— Estratto del dataset —

------------

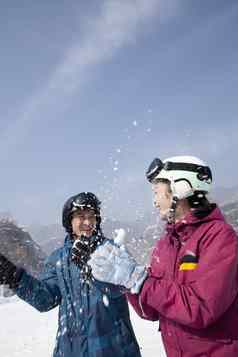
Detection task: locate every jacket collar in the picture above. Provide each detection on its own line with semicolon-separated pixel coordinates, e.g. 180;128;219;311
166;204;225;242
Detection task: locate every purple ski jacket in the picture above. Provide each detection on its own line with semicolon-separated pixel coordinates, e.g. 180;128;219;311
128;207;238;357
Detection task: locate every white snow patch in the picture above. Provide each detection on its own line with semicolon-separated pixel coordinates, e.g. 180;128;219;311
0;298;166;357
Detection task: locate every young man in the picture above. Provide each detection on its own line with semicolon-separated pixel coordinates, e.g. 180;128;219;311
0;192;141;357
89;156;238;357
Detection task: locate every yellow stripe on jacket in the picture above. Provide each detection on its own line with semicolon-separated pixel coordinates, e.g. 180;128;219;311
179;263;198;270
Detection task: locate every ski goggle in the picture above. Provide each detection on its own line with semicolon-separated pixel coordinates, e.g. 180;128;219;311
146;158;212;183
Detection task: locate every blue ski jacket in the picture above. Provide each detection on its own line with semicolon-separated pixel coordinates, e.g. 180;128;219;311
16;236;141;357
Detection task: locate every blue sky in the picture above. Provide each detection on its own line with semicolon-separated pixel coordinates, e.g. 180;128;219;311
0;0;238;224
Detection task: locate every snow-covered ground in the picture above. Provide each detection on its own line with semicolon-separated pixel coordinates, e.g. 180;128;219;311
0;297;165;357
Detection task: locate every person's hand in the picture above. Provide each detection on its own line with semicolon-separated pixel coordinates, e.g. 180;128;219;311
88;241;147;293
71;235;90;268
0;254;23;289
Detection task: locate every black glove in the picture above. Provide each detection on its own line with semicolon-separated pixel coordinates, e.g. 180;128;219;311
0;254;23;289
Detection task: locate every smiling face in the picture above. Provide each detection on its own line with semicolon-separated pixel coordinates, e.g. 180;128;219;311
71;208;97;238
152;181;172;220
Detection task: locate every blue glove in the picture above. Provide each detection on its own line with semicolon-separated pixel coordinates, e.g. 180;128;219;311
88;241;147;294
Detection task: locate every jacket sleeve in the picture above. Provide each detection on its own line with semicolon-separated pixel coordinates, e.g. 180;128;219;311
15;252;61;312
139;224;238;329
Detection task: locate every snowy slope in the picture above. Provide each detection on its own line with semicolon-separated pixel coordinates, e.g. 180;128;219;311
0;297;165;357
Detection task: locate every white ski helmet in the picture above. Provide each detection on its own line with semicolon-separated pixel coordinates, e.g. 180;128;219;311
146;156;212;200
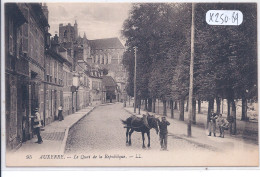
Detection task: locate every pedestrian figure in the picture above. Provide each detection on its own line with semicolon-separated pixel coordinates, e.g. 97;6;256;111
208;109;218;137
58;106;64;121
142;111;150;129
159;117;170;151
33;108;43;144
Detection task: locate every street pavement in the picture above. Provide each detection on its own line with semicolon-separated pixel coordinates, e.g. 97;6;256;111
7;103;259;166
6;106;95;166
65;104;213;154
139;102;258;144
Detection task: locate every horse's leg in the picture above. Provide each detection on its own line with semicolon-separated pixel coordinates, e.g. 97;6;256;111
126;128;129;144
146;130;150;148
128;128;134;146
142;132;145;148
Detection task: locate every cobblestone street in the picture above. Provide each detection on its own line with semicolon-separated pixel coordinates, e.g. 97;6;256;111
65;104;213;154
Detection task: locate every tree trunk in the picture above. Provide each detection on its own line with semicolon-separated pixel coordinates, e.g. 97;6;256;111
207;99;214;128
144;99;147;111
153;98;156;113
241;98;248;121
163;100;167;116
157;99;160;115
198;100;201;114
216;97;221;114
231;100;237;135
185;99;189;112
170;100;174;119
174;101;178;110
148;98;153;112
192;98;196;124
179;98;184;121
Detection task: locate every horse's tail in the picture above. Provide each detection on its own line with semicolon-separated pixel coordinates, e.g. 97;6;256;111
121;119;127;125
121;117;132;128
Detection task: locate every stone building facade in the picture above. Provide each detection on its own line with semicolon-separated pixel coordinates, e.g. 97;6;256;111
5;3;49;150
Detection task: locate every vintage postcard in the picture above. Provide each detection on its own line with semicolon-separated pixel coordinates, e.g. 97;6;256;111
1;1;259;167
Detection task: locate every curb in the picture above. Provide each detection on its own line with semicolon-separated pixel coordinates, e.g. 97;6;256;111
59;106;98;154
124;108;220;151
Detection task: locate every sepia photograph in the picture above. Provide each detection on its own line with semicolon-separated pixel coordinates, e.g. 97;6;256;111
1;1;259;167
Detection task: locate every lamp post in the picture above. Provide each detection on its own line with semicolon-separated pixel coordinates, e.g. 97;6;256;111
187;3;195;137
134;46;137;113
71;72;79;113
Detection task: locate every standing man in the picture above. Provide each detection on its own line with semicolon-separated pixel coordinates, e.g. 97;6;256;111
159;117;170;151
33;108;43;144
58;105;64;121
142;111;150;129
208;109;218;137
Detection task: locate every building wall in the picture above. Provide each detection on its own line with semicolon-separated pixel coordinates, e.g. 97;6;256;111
63;63;72;116
5;3;48;150
59;23;76;42
44;53;63;125
89;77;102;105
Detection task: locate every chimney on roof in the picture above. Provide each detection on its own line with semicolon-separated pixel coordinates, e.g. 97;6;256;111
42;3;49;21
51;34;60;53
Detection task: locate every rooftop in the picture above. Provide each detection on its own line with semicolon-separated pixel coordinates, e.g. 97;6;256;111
89;37;124;50
102;76;116;87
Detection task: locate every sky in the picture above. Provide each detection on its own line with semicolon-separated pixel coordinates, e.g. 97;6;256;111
47;3;131;40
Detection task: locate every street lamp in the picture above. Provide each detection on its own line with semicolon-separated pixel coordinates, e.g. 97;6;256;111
134;46;137;113
71;72;79;113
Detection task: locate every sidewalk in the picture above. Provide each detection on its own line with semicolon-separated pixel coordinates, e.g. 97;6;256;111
15;106;95;154
133;102;258;144
125;107;258;151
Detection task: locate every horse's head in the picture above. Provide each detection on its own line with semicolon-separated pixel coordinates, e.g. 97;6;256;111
147;115;159;134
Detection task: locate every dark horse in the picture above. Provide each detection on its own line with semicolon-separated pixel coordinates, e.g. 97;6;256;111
121;115;159;148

------------

— Lavoro richiesto —
Ricopia parola per parola le righe dell'elenco qui sopra: comincia da quella che contiene "Detection task: locate every street pavement" e fermati dopo quella che contiene "139;102;258;144", includendole entrambe.

— Problema risolto —
Detection task: locate every street pavement in the picture above. Provide each detection on its own line with semicolon-separated pixel coordinates, e.g. 97;6;256;111
7;103;259;166
6;106;95;166
65;104;213;154
139;102;258;144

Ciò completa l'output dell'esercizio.